What you have to do: Output every entry exactly as given.

Stored data:

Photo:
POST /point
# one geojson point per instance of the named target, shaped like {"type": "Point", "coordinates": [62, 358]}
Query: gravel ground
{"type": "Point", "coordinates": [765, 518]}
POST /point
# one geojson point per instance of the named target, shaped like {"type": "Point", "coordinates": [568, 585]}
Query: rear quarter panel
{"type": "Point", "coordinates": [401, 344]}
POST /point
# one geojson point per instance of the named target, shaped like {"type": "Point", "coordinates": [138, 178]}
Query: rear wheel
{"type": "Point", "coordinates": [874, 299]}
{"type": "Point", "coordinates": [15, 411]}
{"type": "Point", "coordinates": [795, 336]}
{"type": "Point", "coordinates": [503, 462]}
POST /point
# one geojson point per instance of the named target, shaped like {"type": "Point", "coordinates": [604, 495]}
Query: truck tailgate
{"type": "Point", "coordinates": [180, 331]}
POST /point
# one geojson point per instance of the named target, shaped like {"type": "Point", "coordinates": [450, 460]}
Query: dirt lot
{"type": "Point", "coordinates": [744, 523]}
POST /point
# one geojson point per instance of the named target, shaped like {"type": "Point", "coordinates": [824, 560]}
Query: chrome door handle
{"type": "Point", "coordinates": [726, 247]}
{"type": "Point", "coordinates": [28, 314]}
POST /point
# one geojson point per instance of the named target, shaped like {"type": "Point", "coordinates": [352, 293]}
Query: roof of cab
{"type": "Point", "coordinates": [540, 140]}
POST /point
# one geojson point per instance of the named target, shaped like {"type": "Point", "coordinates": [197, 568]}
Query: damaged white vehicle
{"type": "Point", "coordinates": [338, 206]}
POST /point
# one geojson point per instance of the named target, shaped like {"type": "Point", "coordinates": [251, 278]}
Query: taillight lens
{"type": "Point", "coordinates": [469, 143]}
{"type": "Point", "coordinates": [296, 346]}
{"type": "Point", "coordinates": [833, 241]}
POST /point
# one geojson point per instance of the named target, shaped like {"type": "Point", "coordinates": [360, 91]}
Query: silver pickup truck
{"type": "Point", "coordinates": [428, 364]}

Written response:
Photo:
POST /point
# one geojson point per instance of the named target, shaped like {"type": "Point", "coordinates": [62, 358]}
Query: gravel ground
{"type": "Point", "coordinates": [765, 518]}
POST /point
# one geojson point per instance of the named target, shaped like {"type": "Point", "coordinates": [568, 585]}
Query: rear quarter panel
{"type": "Point", "coordinates": [401, 344]}
POST /point
# one geojson point per instance of the named target, shaped like {"type": "Point", "coordinates": [138, 178]}
Query: rear wheel
{"type": "Point", "coordinates": [874, 299]}
{"type": "Point", "coordinates": [15, 411]}
{"type": "Point", "coordinates": [795, 336]}
{"type": "Point", "coordinates": [503, 462]}
POST /point
# one geojson point per instance of the named target, shaped like {"type": "Point", "coordinates": [604, 495]}
Query: truck tailgate
{"type": "Point", "coordinates": [180, 331]}
POST /point
# one geojson point per instance of the named target, shaped like {"type": "Point", "coordinates": [450, 460]}
Query: dirt lot
{"type": "Point", "coordinates": [744, 523]}
POST /point
# one geojson point per instance of the named target, shaped like {"type": "Point", "coordinates": [824, 560]}
Query: chrome door handle
{"type": "Point", "coordinates": [726, 247]}
{"type": "Point", "coordinates": [28, 314]}
POST /point
# one geojson point per instance of the named target, shaped like {"type": "Point", "coordinates": [352, 293]}
Query: roof of cab
{"type": "Point", "coordinates": [540, 140]}
POST /point
# one geojson point per instance of the named target, shaped like {"type": "Point", "coordinates": [197, 568]}
Query: damaged white vehicle
{"type": "Point", "coordinates": [338, 206]}
POST /point
# one geojson point per instance of the named target, shaped like {"type": "Point", "coordinates": [251, 278]}
Query: taillight lens
{"type": "Point", "coordinates": [469, 143]}
{"type": "Point", "coordinates": [296, 346]}
{"type": "Point", "coordinates": [833, 241]}
POST /point
# one geojson point per instance of the named target, shaped like {"type": "Point", "coordinates": [360, 91]}
Query: silver pickup truck
{"type": "Point", "coordinates": [428, 364]}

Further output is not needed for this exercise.